**DESCRIPTION OF THE TASK**
Print the items word for word, from the line containing "Where can you spot the tiger's front" through the end of the items, leaving the pictures out.

Recorded data
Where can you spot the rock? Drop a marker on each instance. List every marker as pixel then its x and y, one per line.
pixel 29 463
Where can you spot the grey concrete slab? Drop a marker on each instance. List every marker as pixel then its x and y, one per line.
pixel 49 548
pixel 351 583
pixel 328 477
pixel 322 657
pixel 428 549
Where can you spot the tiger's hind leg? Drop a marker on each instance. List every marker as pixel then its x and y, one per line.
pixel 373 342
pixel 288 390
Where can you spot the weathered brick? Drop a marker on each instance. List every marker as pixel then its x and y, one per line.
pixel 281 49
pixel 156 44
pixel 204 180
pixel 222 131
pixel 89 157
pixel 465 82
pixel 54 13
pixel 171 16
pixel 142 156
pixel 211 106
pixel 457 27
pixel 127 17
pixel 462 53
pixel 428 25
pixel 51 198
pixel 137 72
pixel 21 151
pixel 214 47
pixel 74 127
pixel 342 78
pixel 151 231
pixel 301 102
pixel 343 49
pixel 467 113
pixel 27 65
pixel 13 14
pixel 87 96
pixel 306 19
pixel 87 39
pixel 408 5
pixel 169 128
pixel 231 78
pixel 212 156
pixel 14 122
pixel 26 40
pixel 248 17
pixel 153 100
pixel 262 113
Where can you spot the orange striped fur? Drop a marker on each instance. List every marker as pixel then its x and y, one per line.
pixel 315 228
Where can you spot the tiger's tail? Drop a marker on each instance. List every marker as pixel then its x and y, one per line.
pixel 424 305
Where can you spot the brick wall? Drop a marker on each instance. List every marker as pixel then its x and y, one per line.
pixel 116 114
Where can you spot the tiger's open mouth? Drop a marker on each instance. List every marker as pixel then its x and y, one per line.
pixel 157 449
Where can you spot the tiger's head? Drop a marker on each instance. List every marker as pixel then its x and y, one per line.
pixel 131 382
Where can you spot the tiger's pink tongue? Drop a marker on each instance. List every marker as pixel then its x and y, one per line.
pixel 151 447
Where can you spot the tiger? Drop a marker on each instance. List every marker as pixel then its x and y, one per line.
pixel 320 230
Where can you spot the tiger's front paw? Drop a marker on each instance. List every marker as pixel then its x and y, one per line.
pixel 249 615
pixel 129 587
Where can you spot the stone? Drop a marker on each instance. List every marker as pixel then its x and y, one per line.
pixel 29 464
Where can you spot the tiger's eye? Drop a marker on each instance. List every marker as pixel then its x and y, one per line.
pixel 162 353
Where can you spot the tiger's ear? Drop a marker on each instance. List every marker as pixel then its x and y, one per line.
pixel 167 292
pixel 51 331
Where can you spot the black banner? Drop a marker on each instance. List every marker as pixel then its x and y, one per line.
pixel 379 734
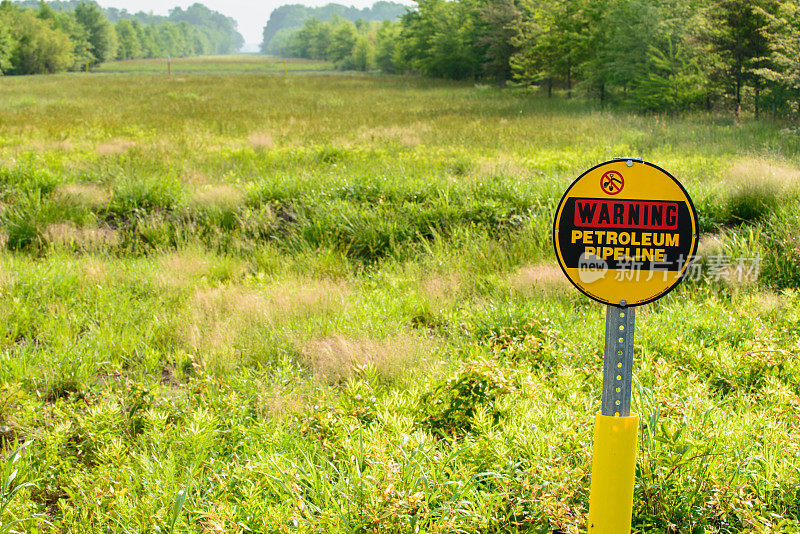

**WRITTEN SOLUTION**
Where can you spot the tiger's front paw? Drop a marker on each instance. List every marker as pixel then its x and y, one per line.
pixel 249 615
pixel 129 587
Where can you spot the stone? Drop a marker on each instance. List every marker as pixel then its x and y, one per line.
pixel 29 464
Where can you spot the tiger's eye? Drop a marker on each instance. List every marker as pixel then its x and y, one per line.
pixel 162 353
Where can you spot the tiger's ear? Drop a marker on each instance. List every marker as pixel then its x and y, one per line.
pixel 167 292
pixel 51 331
Where can you spot the black banner? Drop a marker on each instance. List every marker as pixel then its x and y, one per line.
pixel 379 734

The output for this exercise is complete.